Position identification records:
+---+

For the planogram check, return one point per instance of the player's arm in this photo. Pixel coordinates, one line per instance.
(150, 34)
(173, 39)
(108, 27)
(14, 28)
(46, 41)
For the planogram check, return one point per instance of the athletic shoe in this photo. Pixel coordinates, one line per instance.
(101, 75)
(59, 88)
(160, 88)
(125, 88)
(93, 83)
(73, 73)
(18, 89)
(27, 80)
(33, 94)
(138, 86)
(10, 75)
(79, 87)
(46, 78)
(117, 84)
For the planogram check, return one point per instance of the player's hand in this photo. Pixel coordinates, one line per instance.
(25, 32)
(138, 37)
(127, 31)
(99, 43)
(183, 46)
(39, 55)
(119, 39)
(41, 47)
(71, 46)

+---+

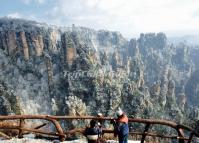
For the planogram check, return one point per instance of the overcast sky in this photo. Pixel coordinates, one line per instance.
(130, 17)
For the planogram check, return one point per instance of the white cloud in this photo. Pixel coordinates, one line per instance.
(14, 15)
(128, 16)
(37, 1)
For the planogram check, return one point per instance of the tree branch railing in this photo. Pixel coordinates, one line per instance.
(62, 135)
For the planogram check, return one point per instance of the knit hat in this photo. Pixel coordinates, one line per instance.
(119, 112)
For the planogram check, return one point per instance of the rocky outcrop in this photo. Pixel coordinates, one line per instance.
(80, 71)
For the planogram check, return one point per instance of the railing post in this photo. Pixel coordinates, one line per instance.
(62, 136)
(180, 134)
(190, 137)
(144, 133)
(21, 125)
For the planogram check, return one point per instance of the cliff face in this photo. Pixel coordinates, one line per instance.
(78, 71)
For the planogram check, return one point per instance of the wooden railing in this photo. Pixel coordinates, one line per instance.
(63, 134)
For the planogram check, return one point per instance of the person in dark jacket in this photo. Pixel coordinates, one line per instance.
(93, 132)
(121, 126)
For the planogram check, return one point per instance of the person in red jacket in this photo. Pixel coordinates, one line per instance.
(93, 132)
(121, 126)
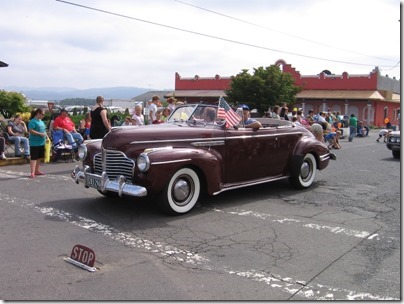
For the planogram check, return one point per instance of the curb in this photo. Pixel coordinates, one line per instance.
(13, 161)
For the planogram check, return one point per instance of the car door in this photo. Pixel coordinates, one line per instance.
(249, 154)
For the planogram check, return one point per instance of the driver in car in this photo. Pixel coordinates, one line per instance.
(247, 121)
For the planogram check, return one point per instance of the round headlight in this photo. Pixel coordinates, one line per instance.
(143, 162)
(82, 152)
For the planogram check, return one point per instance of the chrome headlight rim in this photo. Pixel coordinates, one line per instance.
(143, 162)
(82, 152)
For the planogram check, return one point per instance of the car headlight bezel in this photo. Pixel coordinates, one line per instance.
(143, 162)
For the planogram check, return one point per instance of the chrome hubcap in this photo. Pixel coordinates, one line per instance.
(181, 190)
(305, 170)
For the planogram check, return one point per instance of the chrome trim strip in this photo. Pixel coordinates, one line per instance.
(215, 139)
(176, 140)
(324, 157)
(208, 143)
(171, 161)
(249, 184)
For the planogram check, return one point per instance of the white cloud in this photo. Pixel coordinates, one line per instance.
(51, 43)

+---+

AIM OF THE TASK:
Extract every line of the data above that contains the string "jacket".

SOLVED EXERCISE:
For the planogram check, return one point per instance of the person in dark jacket in this photo. Pixel coordinates, one line per instance.
For the planogram check, return one point per instance of the person in red jacket in this photo. Pixel coordinates, one line per instance.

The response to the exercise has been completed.